• _GIVEN INSTRUCTION 1_
Update the inflation article by reproducing everything from "Turn in inflation" down to "a healthy economy.", with "economists" replaced by "analysts".

Turn in inflation boosts ECB rate cut expectations
By Marc Jones
FRANKFURT (Reuters) - Euro zone inflation dropped below 3 percent for the first time in three months in December, kicking off a slowdown economists expect will revive deflation fears and tempt the ECB to cut rates below 1 percent for the first time in its history.
Official Eurostat figures estimated that consumer prices in the 17 countries sharing the euro rose 2.8 percent year-on-year in December, down from 3.0 percent year-on-year rises in November, October and September.
Following the recent souring of the European and global economy, economists widely share the view that inflation has now peaked and predict a short, sharp slowdown in the months ahead to back below the 2 percent sweetspot the European Central Bank judges to be optimal for a healthy economy.

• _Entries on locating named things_

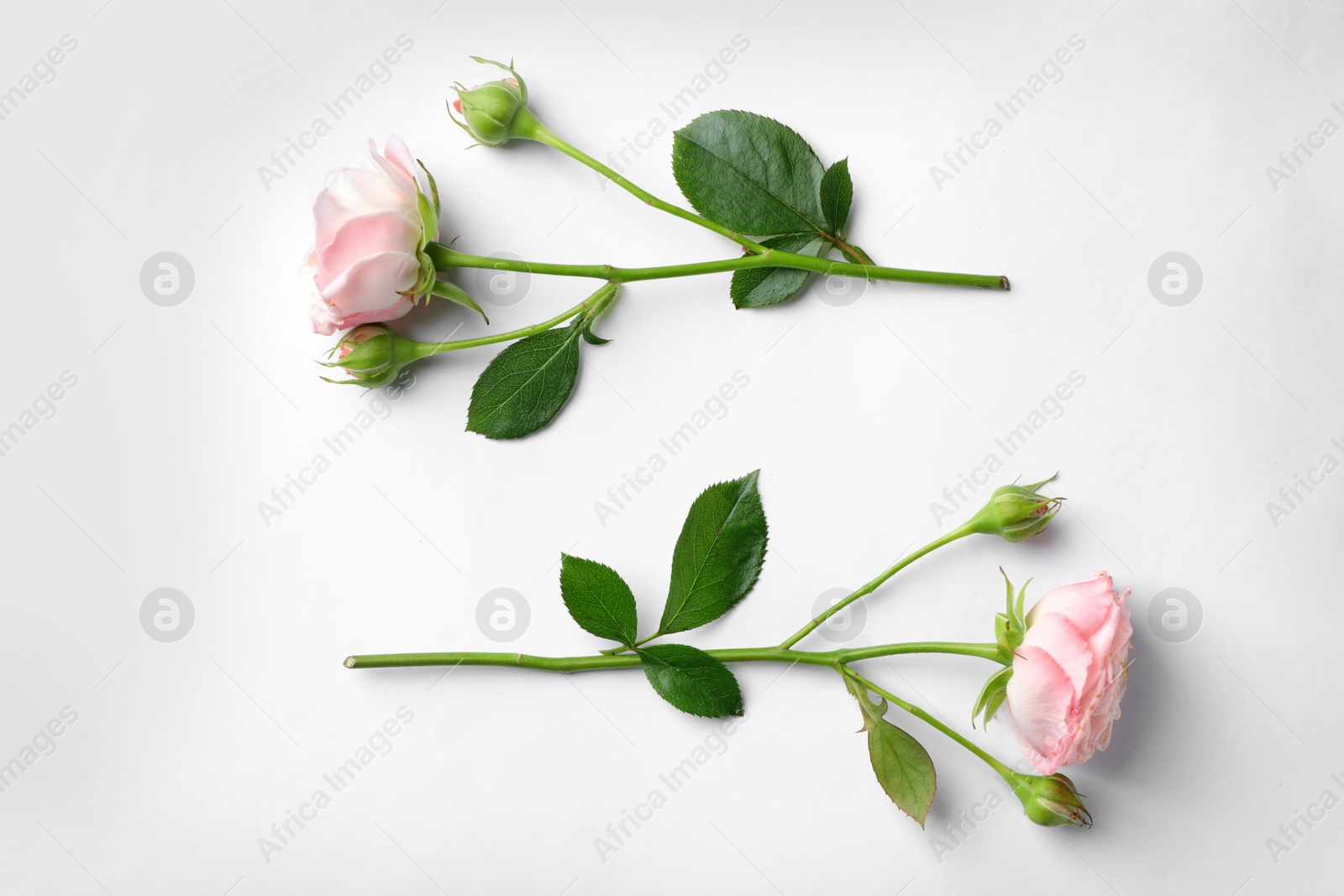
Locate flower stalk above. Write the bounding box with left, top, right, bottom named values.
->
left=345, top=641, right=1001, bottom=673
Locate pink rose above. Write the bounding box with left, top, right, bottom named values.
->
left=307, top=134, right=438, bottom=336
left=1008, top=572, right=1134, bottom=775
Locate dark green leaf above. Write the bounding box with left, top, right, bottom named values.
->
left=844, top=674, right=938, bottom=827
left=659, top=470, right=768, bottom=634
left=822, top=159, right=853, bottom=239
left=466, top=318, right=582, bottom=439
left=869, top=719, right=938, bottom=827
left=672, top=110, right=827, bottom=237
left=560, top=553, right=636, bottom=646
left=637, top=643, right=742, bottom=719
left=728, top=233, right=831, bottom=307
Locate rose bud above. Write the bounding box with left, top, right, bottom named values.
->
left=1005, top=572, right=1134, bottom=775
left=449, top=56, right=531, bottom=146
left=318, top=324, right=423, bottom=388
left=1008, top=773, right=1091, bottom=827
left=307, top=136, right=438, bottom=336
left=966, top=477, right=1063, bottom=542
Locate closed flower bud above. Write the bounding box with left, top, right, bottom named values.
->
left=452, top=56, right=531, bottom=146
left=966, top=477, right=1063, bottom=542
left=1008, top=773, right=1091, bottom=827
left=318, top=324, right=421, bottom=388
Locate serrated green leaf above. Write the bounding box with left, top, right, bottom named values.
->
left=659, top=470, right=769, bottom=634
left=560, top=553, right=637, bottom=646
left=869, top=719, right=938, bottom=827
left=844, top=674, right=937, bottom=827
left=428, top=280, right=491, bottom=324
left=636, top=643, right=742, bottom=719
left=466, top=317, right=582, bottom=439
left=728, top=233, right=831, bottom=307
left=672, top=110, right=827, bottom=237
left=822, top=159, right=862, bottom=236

• _GIVEN INSTRUCTION 2_
Work out how many lines of the listing above contain the string "rose", and reply with that number alone.

• _TASK SOLUTION 1_
Turn in inflation boosts ECB rate cut expectations
By Marc Jones
FRANKFURT (Reuters) - Euro zone inflation dropped below 3 percent for the first time in three months in December, kicking off a slowdown analysts expect will revive deflation fears and tempt the ECB to cut rates below 1 percent for the first time in its history.
Official Eurostat figures estimated that consumer prices in the 17 countries sharing the euro rose 2.8 percent year-on-year in December, down from 3.0 percent year-on-year rises in November, October and September.
Following the recent souring of the European and global economy, analysts widely share the view that inflation has now peaked and predict a short, sharp slowdown in the months ahead to back below the 2 percent sweetspot the European Central Bank judges to be optimal for a healthy economy.

• _TASK SOLUTION 2_
2